• **How to complete this task**
Would you render the lines from the first one through the line containing "positive clicks: (208, 215) (220, 228)", both included, as a JSON list of strings with one string per line and blank lines omitted?

• **Materials provided**
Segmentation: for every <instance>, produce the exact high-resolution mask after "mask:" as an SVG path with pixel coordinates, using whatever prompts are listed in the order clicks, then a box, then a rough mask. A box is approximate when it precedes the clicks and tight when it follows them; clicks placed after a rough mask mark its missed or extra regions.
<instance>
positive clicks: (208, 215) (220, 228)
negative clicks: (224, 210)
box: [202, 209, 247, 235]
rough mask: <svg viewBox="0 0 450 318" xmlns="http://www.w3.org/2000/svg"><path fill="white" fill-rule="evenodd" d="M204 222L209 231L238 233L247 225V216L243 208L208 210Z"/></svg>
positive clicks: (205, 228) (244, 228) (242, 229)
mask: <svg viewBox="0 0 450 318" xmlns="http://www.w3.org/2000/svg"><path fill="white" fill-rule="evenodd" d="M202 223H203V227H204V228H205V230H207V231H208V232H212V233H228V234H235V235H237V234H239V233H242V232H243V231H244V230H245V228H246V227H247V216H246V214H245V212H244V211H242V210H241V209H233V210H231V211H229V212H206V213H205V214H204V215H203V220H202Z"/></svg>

• **Answer section**
[
  "Segmentation: for every <instance>, produce the exact high-resolution mask after \"mask:\" as an SVG path with pixel coordinates, using whatever prompts are listed in the order clicks, then a box, then a rough mask. A box is approximate when it precedes the clicks and tight when it follows them; clicks placed after a rough mask mark its missed or extra regions.",
  "<instance>",
  "positive clicks: (208, 215) (220, 228)"
]